▸ **WHAT YOU ARE ASKED TO DO**: Rewrite the material from the line containing "form (447, 417)?" through the end of the material, replacing "building facade" with "shop front" and leaving everything else the same.

▸ **MATERIAL TO PROCESS**:
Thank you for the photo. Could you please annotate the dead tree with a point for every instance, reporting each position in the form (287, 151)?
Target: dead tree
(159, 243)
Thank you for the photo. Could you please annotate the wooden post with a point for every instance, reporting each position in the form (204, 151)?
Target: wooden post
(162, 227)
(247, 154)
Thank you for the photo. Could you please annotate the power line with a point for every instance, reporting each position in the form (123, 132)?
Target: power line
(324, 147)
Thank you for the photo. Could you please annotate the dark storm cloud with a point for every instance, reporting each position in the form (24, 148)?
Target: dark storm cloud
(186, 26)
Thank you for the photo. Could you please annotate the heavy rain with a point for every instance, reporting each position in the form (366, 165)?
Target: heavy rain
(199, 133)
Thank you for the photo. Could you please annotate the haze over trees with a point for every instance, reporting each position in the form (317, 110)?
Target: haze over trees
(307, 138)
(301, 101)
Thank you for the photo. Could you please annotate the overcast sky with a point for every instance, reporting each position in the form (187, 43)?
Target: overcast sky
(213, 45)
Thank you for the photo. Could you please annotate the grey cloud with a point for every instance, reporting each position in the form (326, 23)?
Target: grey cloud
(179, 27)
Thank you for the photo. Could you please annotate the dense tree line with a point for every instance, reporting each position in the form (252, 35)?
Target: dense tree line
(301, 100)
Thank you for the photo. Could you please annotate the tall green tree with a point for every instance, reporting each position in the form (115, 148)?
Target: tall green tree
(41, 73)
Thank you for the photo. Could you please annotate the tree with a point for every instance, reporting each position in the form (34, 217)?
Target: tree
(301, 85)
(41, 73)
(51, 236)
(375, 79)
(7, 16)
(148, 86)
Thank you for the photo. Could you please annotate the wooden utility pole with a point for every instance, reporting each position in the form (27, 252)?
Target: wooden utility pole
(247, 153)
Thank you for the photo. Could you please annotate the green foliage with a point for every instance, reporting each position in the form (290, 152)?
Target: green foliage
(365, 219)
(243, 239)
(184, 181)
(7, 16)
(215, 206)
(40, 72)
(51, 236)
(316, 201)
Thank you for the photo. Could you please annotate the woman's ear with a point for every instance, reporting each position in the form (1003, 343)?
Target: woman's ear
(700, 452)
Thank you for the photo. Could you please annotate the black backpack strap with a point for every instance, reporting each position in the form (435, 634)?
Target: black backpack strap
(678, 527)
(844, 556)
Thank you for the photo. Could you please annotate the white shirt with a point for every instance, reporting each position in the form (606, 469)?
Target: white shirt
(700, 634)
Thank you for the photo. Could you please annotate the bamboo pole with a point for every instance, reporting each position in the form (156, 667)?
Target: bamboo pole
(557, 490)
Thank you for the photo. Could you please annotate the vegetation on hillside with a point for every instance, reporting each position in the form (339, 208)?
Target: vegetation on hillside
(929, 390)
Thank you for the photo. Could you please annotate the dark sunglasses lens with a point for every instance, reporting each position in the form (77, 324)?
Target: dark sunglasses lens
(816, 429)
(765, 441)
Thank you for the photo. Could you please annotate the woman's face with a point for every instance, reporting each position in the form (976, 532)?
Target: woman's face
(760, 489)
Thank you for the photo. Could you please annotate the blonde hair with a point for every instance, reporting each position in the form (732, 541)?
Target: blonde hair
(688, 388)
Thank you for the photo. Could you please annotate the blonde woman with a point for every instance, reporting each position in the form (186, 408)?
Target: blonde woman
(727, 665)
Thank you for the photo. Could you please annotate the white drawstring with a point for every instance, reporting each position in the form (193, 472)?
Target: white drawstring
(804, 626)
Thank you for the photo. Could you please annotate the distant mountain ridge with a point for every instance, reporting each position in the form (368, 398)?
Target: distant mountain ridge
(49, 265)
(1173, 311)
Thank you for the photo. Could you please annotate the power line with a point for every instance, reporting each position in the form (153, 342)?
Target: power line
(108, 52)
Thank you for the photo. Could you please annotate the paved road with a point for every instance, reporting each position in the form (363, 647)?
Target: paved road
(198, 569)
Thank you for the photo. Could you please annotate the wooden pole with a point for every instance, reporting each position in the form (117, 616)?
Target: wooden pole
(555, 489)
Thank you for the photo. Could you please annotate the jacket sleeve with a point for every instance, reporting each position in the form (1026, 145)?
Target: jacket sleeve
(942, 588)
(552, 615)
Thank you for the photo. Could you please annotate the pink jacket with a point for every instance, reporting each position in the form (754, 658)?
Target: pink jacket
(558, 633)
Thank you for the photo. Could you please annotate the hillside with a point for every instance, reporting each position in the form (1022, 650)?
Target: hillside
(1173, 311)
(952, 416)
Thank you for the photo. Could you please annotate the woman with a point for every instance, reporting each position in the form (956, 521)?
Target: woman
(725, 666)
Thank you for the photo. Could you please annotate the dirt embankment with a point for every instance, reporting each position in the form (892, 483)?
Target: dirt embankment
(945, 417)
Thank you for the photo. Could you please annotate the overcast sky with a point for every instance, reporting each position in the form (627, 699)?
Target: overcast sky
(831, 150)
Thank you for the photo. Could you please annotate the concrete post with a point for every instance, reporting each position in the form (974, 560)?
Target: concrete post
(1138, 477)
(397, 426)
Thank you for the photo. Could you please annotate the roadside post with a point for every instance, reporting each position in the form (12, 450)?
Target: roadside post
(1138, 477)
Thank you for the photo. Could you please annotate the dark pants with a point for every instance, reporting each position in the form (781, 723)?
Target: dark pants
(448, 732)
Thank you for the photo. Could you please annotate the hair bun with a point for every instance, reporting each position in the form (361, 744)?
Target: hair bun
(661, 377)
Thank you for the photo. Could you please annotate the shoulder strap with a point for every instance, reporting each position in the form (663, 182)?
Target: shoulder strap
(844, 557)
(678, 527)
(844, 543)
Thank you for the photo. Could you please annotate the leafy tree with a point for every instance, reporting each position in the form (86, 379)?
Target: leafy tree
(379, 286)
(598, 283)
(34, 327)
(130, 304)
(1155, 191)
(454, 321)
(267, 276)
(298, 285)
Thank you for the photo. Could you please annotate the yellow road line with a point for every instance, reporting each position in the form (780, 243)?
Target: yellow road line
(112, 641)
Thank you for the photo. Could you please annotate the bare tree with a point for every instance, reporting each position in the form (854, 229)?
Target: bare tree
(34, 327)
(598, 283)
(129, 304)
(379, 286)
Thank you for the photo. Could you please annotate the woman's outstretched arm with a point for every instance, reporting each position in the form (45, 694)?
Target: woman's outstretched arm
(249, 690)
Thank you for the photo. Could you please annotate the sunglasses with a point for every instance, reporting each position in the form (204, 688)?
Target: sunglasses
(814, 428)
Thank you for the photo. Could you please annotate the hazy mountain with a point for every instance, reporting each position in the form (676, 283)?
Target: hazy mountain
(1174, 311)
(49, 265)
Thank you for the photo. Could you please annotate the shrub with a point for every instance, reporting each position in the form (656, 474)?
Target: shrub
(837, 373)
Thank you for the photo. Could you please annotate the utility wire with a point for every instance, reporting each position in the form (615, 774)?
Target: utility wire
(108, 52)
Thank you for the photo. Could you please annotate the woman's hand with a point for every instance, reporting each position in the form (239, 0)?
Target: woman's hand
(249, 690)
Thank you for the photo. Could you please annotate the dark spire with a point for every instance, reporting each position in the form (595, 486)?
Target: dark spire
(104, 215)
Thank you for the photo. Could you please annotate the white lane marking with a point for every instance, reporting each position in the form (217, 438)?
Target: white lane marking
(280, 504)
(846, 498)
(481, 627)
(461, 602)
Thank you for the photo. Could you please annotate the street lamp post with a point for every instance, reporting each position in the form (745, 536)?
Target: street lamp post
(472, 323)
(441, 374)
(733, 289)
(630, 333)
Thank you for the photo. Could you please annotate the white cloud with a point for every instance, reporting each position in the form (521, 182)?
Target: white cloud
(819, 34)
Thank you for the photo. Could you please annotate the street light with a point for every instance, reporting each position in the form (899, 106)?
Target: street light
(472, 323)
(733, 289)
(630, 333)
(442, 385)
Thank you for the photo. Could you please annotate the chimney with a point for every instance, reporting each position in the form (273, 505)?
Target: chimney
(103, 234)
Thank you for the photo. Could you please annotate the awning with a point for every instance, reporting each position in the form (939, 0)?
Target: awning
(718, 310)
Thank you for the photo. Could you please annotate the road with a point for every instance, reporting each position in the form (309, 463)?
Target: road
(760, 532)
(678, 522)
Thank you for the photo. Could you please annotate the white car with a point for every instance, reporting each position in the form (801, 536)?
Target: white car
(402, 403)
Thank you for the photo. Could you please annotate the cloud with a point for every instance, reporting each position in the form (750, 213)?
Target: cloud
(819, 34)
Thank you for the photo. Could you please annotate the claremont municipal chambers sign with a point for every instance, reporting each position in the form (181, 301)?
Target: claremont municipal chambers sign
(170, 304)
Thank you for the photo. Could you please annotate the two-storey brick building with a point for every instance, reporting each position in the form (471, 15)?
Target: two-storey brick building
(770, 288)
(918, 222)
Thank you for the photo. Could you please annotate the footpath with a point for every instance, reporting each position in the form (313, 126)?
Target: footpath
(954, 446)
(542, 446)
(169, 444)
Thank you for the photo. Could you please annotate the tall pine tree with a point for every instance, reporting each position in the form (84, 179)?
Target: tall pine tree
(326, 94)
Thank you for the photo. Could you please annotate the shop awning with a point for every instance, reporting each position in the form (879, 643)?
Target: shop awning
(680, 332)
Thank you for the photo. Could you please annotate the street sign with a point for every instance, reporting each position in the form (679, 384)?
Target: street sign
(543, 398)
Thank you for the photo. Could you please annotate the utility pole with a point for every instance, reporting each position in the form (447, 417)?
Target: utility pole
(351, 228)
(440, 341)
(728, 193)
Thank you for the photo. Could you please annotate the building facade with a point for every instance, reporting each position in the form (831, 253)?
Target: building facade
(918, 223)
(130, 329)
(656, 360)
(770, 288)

▸ **RESPONSE TO THIS TASK**:
Thank you for the photo. Could you please annotate the utility pole with a point for every instance, reporting each position in the form (447, 417)?
Target: utility pole
(351, 228)
(440, 341)
(728, 193)
Thank you for the photo. Could you please annotate the shop front with a point for every instance, reporting each position in the form (831, 253)?
Target: shop front
(918, 223)
(130, 329)
(656, 360)
(770, 288)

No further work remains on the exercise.